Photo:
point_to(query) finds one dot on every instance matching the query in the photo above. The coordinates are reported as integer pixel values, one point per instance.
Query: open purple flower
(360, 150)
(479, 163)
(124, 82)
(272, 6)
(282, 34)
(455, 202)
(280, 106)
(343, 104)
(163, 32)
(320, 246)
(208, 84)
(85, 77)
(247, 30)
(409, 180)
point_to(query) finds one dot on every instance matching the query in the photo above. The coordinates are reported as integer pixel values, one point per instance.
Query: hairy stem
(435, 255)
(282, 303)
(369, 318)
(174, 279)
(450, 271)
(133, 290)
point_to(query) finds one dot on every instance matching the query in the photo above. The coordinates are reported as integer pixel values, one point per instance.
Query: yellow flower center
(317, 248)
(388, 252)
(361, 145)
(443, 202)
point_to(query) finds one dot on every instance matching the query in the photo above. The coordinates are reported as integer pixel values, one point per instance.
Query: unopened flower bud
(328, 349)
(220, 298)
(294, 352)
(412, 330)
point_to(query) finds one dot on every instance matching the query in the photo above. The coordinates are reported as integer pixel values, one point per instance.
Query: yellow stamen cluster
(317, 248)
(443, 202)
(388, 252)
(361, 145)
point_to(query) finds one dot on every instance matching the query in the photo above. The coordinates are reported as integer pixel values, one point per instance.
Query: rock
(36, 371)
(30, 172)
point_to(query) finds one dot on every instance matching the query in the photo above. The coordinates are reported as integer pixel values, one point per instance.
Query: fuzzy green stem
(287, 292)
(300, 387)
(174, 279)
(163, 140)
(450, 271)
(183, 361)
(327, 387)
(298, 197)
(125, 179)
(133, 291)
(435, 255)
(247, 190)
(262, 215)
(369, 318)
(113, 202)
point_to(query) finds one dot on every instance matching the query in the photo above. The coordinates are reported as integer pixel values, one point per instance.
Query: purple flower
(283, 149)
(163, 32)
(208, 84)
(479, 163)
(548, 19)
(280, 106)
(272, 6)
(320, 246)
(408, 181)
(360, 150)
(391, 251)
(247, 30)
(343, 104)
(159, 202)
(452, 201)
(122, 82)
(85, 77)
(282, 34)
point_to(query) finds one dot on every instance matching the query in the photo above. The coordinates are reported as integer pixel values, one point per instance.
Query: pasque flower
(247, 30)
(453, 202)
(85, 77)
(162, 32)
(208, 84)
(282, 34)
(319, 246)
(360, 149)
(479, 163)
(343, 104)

TASK PROMPT:
Return each line of the data above verbatim.

WRITTEN RESPONSE:
Photo:
point_to(query) finds one dot on every instance matching the query in the photo above. The coordinates are reported as integer pixel values, one point per instance.
Query: open purple flower
(360, 150)
(479, 163)
(124, 82)
(272, 6)
(282, 34)
(455, 202)
(280, 106)
(343, 104)
(163, 32)
(320, 246)
(208, 84)
(85, 77)
(247, 30)
(409, 180)
point_to(query) finds one dot on every instance matching the query in the photo above. The coordinates are reported as integer pixel values, one point per instance.
Query: hairy stem
(435, 255)
(282, 303)
(369, 318)
(174, 279)
(450, 271)
(133, 290)
point_to(query) finds one dot on every instance matching the query in the photo above. The coordinates are reported as integer pixel values, one point per instance.
Query: yellow flower center
(317, 248)
(388, 252)
(361, 145)
(443, 202)
point_to(query) finds one dot on every instance matching the query in the photo above. The coordinates are reported as integer pixel values, one point per instance.
Query: unopened flower bud
(328, 349)
(220, 298)
(294, 352)
(412, 330)
point_to(query) finds one dot on every instance matching the query in the photo above. The coordinates are reported as integer pixel values, one point per instance.
Query: yellow stamen cluster
(317, 248)
(443, 202)
(388, 252)
(361, 145)
point_to(query) finds one dot on every instance matching the query in the photo above. The coordinates are reported as integer pixel values, one point per instance.
Query: rock
(36, 371)
(30, 172)
point_to(query) finds one dot on every instance matching the query in the photo above. The coordinates are reported as integer pixel values, one point per instance.
Query: fuzzy green stem
(287, 292)
(300, 387)
(174, 279)
(163, 140)
(450, 271)
(183, 361)
(327, 387)
(298, 197)
(125, 179)
(133, 291)
(435, 255)
(247, 190)
(262, 215)
(369, 318)
(113, 202)
point_to(query) finds one dot on every instance matching the query in the photo above. The coordinates are reported as integer pixel values, one point per instance.
Query: purple flower
(283, 149)
(163, 32)
(208, 84)
(479, 163)
(548, 19)
(280, 106)
(272, 6)
(320, 246)
(408, 181)
(360, 150)
(391, 251)
(247, 30)
(343, 104)
(159, 202)
(452, 201)
(122, 82)
(85, 77)
(282, 34)
point_to(query) finds one dot on every instance matching the query in the photo above. The coordinates are reported as integer pixel values, one point per instance.
Query: pasque flower
(247, 30)
(453, 202)
(85, 77)
(162, 32)
(208, 84)
(282, 34)
(319, 246)
(360, 149)
(479, 163)
(343, 104)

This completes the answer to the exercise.